:: Yönergeler ::
1) Straddle stratejisini anlatan metne göre fiyatın çok az hareket etmesi neden kayba yol açar? Bir iki cümleyle açıklayın.
2) Straddle stratejisini anlatan metinde piyasaların büyük hareket yapabileceği durumlara örnek olarak hangi olaylar sayılıyor? Hepsini listeleyin.
3) Straddle stratejisini anlatan metni kaldığı yerden sürdürün.

:: Verilen metin ::
★ ★ ★
Bu strateji, özellikle belirsizlik dönemlerinde portföyü korumanın veya düşüşlerden kazanç sağlamanın en temiz yoludur.
5. Belirsizliğe karşı hamle: Straddle
Seçim, bilanço açıklaması ya da merkez bankası kararı öncesi… Piyasaların büyük hareket yapacağını biliyorsun ama yönünü kestiremiyorsun. Böyle bir durumda Straddle uygulanır.
Nasıl?
- Aynı vadede ve aynı fiyattan hem Call hem de Put opsiyonu alırsın.
- Hisse sert yükselirse Call opsiyon kâr yazar.
- Hisse sert düşerse Put opsiyon kâr yazar.
- Tek kaybın, fiyat çok az hareket ederse olur çünkü ödediğin iki prim boşa gidebilir.
★ ★ ★
(Kutu etiketleme veri kümesinden satırlar)

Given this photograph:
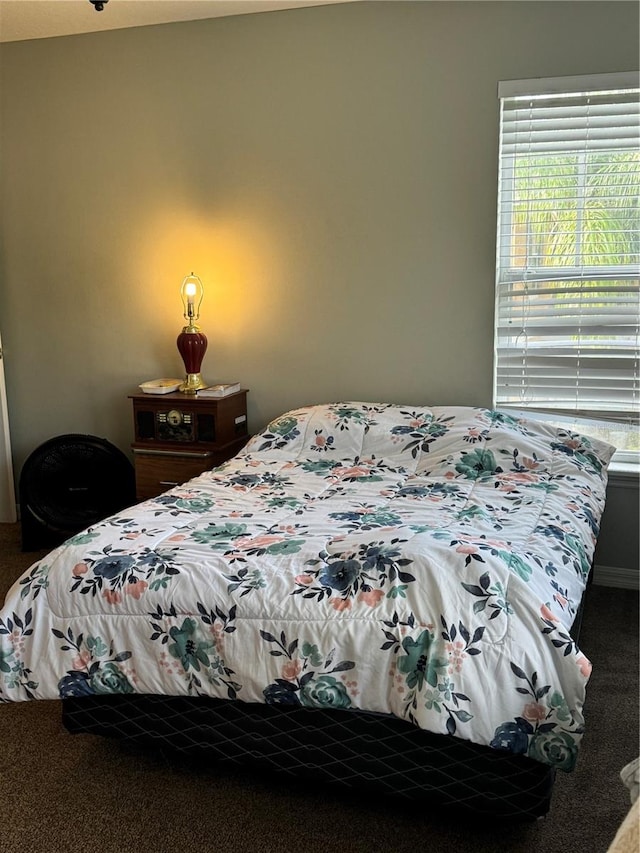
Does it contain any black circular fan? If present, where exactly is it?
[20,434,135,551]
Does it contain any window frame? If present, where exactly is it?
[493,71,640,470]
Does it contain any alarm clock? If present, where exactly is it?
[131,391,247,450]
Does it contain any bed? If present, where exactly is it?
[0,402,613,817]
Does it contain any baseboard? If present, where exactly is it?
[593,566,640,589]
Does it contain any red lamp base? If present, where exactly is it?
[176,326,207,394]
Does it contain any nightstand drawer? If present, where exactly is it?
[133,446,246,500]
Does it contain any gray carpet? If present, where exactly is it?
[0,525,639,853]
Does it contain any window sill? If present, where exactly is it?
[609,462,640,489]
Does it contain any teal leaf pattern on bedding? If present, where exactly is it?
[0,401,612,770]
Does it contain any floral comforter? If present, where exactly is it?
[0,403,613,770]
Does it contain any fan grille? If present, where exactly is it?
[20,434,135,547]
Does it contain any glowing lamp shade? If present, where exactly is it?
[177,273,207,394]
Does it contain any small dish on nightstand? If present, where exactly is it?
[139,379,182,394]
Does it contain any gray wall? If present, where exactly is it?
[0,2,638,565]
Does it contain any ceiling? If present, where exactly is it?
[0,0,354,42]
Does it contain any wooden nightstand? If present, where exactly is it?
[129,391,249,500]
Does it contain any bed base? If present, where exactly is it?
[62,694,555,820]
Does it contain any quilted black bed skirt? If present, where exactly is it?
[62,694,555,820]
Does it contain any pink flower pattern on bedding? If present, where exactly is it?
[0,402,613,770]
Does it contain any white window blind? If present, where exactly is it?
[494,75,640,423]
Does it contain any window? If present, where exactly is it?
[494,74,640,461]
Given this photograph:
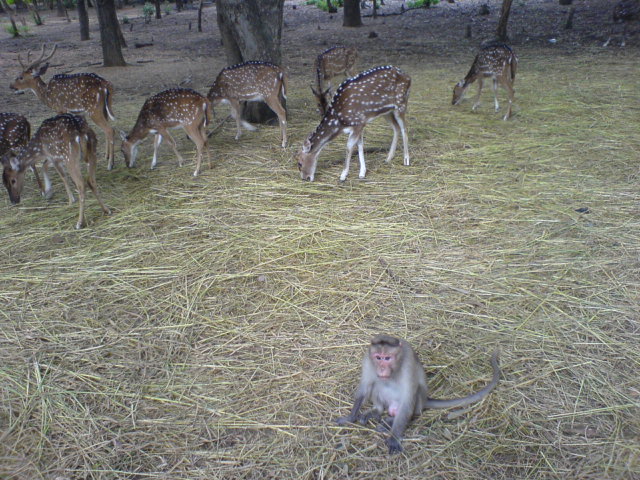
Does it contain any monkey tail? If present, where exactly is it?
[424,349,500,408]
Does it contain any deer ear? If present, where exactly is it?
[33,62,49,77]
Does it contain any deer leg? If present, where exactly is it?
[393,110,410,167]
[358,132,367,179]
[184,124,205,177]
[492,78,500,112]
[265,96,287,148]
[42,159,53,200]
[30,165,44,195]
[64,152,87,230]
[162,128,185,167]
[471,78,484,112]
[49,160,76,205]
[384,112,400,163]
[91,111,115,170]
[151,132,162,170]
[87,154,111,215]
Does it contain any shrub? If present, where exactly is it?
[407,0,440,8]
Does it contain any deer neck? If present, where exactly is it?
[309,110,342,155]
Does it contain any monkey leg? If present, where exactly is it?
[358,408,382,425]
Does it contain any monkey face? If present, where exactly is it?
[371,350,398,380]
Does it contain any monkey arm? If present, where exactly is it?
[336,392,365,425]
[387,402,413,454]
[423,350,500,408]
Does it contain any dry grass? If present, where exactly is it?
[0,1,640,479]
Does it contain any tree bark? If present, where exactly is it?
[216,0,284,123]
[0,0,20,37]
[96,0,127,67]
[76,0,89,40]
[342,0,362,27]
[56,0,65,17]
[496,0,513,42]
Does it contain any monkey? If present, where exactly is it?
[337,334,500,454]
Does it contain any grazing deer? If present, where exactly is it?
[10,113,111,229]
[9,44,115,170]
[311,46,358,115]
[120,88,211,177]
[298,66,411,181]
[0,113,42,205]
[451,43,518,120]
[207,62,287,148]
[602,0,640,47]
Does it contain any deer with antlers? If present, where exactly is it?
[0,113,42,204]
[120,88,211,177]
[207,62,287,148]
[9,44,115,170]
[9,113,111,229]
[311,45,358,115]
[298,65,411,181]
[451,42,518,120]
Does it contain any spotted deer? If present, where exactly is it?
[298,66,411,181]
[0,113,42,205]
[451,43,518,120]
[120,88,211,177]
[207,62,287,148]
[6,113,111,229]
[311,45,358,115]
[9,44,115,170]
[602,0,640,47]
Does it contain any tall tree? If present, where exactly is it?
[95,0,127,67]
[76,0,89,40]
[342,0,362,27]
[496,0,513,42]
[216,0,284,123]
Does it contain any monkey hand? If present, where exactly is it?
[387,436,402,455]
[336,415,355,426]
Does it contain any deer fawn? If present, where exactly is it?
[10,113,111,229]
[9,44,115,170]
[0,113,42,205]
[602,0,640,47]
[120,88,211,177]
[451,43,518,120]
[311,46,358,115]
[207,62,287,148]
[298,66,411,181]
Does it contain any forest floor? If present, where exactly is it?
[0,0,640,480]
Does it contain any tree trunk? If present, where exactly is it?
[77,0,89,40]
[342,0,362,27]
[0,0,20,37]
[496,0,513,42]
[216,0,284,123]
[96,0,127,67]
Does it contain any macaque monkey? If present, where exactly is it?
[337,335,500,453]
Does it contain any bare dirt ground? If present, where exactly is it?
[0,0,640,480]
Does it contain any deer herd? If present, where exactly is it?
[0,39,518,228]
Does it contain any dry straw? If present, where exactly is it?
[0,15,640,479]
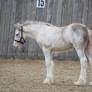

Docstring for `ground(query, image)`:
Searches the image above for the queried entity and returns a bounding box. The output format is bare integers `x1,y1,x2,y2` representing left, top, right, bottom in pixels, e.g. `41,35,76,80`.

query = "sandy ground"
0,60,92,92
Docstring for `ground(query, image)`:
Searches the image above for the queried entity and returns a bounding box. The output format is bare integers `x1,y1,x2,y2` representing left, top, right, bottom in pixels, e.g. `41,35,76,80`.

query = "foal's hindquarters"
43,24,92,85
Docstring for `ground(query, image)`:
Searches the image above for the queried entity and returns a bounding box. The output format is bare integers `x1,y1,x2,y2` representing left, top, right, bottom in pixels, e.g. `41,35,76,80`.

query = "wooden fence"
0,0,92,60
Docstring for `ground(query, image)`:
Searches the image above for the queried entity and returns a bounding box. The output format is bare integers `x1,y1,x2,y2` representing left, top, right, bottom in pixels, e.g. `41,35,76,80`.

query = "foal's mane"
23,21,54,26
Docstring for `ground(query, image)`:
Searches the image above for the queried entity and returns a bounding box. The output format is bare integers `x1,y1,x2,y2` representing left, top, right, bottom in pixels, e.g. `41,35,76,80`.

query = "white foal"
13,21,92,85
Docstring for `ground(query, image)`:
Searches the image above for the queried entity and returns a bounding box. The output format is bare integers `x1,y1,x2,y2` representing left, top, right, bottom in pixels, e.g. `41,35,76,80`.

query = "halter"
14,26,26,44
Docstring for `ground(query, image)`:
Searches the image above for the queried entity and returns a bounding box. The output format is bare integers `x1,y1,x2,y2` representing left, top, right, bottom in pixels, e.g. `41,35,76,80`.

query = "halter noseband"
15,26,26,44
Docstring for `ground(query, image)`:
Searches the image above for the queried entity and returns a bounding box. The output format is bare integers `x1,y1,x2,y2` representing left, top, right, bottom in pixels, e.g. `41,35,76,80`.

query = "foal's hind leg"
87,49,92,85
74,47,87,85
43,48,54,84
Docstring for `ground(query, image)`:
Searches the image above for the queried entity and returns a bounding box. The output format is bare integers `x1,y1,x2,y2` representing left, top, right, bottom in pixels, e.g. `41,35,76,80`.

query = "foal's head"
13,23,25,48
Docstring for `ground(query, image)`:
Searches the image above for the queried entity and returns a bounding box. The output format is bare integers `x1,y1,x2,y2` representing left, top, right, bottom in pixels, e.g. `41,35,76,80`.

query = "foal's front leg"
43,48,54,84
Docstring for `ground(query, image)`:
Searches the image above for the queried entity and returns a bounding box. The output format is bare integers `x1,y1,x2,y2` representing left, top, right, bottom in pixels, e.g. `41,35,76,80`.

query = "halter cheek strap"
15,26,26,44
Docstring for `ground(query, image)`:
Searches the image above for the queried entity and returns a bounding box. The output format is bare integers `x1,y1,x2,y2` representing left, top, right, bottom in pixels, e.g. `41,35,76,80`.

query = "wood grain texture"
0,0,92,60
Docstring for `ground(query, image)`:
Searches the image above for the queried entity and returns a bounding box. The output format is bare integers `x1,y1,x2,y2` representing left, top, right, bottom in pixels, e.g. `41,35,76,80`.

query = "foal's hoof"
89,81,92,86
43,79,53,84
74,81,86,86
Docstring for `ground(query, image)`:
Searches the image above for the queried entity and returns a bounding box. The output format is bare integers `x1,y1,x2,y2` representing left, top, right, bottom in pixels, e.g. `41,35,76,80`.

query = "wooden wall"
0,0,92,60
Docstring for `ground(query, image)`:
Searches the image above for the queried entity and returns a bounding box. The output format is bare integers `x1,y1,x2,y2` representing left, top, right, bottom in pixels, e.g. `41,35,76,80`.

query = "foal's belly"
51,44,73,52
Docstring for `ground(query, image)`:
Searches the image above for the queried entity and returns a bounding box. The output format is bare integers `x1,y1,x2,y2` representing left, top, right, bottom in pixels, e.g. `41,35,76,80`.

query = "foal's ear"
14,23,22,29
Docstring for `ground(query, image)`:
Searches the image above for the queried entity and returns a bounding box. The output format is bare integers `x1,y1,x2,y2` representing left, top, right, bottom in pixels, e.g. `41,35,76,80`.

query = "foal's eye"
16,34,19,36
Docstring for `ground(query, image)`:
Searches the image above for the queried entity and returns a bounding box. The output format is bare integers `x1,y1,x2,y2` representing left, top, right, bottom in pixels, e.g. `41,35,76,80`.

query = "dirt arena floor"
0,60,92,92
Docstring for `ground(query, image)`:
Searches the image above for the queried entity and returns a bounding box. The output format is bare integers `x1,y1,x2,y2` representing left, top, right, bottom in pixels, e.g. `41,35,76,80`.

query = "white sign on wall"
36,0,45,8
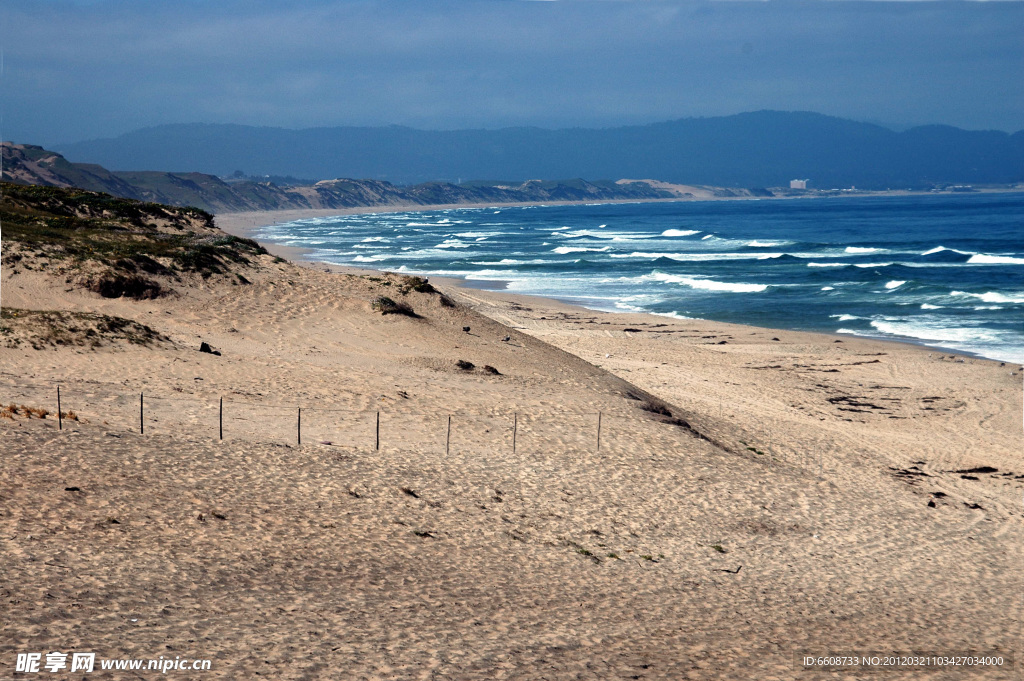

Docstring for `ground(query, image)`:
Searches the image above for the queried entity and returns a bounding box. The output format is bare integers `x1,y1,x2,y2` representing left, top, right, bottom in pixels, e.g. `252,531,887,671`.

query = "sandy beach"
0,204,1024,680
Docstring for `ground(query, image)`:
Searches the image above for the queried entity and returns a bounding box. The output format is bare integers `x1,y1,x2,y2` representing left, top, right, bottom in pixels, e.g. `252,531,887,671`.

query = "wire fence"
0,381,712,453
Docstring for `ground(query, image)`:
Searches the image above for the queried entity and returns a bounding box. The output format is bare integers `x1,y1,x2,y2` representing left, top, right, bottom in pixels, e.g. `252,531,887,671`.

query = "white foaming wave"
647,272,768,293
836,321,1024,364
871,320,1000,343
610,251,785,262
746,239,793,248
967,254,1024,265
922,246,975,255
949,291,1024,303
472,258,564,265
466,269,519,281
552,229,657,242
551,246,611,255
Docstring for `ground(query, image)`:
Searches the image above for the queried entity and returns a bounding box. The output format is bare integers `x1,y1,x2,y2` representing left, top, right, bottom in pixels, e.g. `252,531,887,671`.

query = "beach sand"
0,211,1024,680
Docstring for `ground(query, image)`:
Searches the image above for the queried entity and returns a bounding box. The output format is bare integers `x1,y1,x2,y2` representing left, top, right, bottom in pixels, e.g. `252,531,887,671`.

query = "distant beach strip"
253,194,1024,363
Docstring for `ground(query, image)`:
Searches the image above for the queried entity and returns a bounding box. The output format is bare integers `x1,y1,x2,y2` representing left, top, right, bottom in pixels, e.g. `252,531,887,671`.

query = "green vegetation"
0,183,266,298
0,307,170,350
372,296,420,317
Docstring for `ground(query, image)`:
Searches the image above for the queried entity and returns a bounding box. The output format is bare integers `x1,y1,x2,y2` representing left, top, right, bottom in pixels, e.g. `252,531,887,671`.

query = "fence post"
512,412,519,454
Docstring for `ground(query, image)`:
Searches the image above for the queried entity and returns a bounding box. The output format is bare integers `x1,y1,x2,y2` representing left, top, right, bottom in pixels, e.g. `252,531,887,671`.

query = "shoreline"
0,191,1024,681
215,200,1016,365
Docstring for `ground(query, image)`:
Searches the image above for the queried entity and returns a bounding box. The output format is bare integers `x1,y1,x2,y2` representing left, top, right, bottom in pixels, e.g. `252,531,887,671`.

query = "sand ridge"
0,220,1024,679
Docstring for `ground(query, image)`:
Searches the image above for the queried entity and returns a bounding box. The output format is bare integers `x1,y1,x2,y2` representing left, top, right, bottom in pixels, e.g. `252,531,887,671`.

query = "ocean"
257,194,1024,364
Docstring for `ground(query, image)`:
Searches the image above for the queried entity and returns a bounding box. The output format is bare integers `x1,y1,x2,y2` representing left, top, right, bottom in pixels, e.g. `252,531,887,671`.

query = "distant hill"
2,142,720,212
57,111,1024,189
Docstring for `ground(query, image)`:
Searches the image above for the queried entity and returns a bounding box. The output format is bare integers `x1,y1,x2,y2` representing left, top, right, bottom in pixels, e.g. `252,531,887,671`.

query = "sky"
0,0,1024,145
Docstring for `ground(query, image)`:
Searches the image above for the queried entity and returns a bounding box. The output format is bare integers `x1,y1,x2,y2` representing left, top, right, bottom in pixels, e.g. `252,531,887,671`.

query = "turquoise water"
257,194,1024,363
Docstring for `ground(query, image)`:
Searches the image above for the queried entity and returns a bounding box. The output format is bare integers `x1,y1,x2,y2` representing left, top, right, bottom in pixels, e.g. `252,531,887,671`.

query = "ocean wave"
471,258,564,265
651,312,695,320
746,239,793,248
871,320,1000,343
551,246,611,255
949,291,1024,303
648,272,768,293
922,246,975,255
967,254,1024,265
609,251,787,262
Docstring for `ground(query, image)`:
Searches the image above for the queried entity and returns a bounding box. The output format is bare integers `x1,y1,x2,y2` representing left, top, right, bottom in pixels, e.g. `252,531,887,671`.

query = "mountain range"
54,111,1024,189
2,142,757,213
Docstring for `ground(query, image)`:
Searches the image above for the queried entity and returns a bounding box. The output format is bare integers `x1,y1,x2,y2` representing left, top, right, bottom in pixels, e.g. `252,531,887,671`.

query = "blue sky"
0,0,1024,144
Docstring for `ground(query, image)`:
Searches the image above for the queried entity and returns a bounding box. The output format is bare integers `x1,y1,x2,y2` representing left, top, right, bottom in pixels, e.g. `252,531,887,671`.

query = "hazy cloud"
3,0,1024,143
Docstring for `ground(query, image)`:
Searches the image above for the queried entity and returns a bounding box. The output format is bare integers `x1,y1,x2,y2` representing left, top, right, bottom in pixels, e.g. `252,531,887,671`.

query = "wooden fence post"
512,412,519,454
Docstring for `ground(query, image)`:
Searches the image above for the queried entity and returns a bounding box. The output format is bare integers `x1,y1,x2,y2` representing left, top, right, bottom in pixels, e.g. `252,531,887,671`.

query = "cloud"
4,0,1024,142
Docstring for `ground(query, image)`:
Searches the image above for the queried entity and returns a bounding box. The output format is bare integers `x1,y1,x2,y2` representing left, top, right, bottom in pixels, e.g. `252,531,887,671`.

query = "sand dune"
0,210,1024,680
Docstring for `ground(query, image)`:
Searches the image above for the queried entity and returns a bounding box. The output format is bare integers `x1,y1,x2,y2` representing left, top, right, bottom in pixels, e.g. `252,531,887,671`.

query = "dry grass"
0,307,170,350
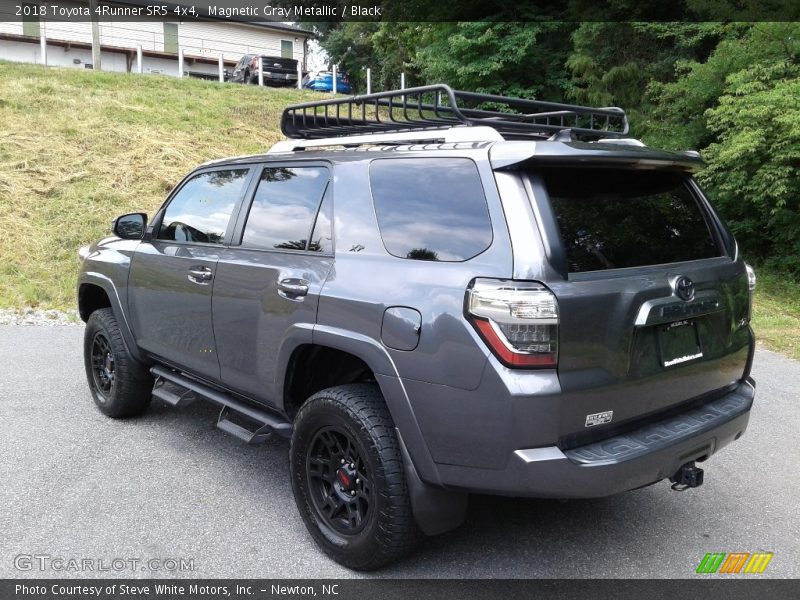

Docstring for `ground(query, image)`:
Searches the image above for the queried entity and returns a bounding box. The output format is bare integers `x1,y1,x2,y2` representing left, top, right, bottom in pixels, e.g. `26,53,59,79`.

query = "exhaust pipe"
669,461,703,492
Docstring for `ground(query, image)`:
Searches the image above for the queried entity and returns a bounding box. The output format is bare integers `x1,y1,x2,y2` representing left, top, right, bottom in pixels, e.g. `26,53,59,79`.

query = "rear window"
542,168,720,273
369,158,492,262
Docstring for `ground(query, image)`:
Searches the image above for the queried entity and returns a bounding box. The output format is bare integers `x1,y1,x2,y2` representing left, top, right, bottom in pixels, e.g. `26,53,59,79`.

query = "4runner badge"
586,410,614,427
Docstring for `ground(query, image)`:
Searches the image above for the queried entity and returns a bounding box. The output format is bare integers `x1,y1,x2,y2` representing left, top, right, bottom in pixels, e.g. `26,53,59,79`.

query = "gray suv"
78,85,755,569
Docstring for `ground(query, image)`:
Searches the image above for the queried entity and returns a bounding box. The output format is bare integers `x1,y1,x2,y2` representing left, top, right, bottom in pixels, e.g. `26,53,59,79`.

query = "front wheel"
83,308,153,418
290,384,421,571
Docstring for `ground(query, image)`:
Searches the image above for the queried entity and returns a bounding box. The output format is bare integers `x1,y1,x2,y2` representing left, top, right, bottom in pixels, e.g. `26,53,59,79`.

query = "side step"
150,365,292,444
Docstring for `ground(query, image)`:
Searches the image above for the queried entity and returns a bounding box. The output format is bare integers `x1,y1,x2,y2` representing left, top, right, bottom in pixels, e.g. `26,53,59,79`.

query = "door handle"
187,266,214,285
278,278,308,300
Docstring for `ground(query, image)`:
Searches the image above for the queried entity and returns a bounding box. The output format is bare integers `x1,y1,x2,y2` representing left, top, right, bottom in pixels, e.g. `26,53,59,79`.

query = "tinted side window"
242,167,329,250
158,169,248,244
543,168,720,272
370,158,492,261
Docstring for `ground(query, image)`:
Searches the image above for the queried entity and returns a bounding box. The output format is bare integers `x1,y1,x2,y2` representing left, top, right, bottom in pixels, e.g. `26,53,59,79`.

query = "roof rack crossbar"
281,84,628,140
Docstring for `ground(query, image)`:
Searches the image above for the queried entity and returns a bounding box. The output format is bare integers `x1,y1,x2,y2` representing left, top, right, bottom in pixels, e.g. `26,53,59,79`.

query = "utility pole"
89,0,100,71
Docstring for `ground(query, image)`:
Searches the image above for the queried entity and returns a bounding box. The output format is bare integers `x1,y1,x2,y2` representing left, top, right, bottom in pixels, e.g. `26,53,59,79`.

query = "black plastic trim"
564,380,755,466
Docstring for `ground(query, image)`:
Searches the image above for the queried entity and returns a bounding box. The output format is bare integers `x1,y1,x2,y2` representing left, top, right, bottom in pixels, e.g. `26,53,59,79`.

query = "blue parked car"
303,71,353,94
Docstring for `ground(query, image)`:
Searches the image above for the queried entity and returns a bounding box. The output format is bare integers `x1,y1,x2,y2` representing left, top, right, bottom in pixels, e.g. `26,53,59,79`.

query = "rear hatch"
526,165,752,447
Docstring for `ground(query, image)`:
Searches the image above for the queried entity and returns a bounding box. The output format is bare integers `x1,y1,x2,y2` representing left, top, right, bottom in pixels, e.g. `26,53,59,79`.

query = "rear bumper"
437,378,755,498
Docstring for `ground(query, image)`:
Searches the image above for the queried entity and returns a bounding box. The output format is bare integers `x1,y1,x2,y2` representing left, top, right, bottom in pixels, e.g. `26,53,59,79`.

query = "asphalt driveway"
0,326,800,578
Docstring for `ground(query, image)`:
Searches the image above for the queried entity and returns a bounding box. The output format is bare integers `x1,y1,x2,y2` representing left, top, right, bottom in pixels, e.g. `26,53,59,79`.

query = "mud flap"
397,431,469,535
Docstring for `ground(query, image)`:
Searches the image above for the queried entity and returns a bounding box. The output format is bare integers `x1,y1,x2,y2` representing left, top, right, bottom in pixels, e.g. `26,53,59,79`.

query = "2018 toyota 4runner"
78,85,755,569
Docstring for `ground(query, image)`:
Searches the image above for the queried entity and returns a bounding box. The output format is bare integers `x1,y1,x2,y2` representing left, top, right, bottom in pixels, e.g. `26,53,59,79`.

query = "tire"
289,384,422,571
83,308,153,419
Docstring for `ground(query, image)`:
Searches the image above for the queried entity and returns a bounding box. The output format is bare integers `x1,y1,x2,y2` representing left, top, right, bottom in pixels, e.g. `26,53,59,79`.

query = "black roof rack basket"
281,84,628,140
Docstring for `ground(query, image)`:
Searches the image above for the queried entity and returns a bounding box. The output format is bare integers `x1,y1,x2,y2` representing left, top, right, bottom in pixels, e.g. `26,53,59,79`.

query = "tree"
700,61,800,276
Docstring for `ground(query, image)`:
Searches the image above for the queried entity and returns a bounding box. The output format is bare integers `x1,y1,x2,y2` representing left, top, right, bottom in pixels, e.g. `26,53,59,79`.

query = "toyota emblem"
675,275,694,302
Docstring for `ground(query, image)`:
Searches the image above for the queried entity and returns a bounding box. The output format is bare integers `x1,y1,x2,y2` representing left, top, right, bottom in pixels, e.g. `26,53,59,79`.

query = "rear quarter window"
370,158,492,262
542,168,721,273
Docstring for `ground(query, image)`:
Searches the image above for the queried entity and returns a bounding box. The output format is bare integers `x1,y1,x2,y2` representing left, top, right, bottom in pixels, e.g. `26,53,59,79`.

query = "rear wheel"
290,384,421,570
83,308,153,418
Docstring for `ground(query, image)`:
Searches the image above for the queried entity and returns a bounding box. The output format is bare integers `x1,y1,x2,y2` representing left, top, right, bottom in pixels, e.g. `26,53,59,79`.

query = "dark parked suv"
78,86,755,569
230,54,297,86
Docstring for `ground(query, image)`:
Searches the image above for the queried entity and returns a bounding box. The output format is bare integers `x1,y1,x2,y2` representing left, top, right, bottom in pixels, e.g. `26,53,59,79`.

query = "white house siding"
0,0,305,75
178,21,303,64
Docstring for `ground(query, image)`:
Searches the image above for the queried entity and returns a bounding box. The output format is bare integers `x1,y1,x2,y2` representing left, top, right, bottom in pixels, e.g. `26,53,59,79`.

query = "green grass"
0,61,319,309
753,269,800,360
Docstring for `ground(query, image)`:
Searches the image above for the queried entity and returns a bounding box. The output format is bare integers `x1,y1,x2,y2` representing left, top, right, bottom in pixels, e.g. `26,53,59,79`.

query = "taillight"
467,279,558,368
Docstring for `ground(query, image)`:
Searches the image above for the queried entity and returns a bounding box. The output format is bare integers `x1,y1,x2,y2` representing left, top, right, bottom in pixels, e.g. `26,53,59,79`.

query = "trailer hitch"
★ ★ ★
:: Beklenen yanıtlar ::
1) Straddle'da aynı vadede ve aynı fiyattan hem Call hem de Put opsiyonu alınır, yani iki ayrı prim ödenir. Fiyat çok az hareket ederse iki opsiyon da kâr yazmaz ve ödenen bu iki prim boşa gidebilir.

2)
- Seçim
- Bilanço açıklaması
- Merkez bankası kararı

3)
Straddle, “yön değil, hareket” üzerine kurulu bir stratejidir. Büyük dalgalanmalarda kazanç sağlar.
Opsiyon bir araç, senin elinde bir strateji
Opsiyonları sadece bir finansal ürün olarak değil, bir esneklik aracı olarak görmek gerekir. Sigorta gibi koruma sağlar, kira gibi ek gelir yaratır, kaldıraçlı fırsatlar sunar veya belirsizlikten kazanç çıkarır.
Önemli olan, hangi senaryoda hangi stratejiyi uygulayacağını bilmektir. Çünkü opsiyonun gücü, sana seçim hakkı tanımasında yatar.
Yatırım yolculuğunda artık sadece gidişatı izlemek zorunda değilsin. Opsiyonlarla direksiyonu eline alabilir, riskini yönetirken fırsatlarını da büyütebilirsin.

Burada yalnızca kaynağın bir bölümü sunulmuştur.